TASK GOAL
Gather every line in the records that contains the string "segment", and copy each of those lines unchanged.

A block of data
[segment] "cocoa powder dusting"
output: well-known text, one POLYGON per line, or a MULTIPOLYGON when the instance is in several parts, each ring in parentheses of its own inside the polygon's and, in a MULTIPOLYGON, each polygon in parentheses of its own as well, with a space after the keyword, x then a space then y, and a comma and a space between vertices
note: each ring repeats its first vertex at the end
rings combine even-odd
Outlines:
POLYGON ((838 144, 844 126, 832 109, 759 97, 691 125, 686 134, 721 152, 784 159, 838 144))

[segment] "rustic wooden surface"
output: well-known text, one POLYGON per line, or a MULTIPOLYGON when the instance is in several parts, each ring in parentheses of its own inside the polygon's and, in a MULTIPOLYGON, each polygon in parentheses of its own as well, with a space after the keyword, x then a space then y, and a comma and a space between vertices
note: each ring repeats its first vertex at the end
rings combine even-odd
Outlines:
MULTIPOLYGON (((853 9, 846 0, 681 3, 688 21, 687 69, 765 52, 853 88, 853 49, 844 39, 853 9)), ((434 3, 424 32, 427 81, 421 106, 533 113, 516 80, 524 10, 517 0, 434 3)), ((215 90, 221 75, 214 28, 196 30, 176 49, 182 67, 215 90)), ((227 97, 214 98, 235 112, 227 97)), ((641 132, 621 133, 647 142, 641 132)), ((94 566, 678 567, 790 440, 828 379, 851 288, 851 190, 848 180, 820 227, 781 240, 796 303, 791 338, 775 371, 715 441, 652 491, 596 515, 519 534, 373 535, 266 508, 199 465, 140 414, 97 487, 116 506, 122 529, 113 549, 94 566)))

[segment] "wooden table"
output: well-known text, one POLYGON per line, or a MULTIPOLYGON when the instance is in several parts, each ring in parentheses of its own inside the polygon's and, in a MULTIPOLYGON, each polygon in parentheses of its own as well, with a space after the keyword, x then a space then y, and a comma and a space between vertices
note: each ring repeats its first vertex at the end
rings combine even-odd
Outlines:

...

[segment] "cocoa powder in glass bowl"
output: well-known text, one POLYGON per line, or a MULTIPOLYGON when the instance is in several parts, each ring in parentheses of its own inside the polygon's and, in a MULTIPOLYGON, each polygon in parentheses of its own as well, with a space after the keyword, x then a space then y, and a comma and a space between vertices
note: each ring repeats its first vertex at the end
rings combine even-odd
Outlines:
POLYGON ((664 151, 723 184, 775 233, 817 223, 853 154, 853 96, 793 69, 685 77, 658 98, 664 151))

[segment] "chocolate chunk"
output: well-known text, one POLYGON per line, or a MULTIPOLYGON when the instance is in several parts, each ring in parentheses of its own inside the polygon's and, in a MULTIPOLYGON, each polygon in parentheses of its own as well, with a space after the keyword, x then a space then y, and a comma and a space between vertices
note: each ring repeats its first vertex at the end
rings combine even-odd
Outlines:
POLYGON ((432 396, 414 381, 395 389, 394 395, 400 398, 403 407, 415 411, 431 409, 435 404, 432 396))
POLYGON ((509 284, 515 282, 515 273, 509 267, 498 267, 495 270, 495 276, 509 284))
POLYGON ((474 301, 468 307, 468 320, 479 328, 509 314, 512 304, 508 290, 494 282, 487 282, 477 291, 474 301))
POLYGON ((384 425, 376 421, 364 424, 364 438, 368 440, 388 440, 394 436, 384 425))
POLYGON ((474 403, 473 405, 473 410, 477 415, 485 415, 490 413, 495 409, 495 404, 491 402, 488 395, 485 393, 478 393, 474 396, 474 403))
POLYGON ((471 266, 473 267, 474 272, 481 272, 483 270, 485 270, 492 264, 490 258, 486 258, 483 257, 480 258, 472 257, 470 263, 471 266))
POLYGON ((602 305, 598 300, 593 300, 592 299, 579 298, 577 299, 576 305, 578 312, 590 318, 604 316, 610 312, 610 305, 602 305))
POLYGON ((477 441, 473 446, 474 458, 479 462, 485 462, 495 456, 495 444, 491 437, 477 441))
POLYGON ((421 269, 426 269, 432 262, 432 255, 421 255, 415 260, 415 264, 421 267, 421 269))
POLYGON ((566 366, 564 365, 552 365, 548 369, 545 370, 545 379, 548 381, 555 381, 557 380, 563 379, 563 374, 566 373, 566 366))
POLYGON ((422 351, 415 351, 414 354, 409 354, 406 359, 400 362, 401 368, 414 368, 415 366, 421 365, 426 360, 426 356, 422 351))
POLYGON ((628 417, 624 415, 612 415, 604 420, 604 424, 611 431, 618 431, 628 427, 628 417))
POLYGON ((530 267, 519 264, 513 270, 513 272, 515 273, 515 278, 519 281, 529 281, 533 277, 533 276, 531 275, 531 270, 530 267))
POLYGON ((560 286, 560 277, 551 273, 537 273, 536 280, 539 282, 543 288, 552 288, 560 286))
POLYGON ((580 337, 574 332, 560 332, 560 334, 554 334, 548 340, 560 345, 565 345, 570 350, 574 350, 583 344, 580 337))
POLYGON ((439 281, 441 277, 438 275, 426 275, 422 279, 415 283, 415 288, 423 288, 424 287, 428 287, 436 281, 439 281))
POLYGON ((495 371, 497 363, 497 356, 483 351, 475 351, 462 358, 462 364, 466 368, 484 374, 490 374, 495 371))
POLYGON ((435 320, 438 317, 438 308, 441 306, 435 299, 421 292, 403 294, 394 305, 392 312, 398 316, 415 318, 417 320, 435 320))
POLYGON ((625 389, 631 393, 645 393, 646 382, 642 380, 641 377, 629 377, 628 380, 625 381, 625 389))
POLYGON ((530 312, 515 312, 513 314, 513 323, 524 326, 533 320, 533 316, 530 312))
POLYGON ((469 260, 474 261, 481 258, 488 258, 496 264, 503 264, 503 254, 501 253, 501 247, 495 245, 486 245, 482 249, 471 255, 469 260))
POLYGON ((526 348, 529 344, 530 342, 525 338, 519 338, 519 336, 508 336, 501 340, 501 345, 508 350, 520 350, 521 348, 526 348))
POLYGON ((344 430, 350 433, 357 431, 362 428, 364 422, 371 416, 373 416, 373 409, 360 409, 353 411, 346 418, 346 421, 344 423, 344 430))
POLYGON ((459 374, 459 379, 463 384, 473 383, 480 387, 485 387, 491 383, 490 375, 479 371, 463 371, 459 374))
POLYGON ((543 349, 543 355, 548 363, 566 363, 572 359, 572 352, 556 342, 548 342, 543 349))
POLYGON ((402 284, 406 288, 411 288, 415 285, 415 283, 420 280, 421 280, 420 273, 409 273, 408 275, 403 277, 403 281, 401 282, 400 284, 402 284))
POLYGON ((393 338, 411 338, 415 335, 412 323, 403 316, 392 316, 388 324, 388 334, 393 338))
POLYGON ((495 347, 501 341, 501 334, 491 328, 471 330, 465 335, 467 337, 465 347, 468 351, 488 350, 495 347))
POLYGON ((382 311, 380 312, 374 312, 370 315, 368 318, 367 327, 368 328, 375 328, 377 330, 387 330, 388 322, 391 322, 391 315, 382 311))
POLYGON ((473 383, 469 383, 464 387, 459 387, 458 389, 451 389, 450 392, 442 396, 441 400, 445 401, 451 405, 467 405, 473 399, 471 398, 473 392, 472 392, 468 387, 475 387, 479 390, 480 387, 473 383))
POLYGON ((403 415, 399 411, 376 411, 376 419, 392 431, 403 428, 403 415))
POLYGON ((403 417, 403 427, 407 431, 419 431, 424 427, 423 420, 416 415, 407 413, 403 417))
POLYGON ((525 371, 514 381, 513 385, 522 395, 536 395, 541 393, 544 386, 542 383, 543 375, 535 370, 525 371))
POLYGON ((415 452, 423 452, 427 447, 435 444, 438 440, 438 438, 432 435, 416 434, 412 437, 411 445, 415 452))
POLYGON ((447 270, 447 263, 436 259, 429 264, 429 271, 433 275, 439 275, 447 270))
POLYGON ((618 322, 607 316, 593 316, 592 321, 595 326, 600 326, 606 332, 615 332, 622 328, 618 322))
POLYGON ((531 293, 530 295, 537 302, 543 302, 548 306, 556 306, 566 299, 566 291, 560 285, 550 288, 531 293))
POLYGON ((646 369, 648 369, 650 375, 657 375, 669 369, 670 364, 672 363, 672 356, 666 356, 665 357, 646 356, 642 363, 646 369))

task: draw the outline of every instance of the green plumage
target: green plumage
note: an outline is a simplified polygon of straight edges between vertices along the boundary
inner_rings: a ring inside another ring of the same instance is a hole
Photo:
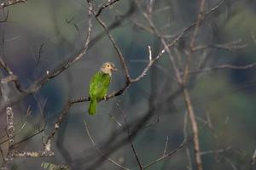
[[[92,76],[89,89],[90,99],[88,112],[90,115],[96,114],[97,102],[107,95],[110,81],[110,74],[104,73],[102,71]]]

THE RESULT
[segment] "cocoa powder dusting"
[segment] "rustic wooden surface"
[segment] "wooden table"
[segment] "cocoa powder in glass bowl"
[segment] "chocolate chunk"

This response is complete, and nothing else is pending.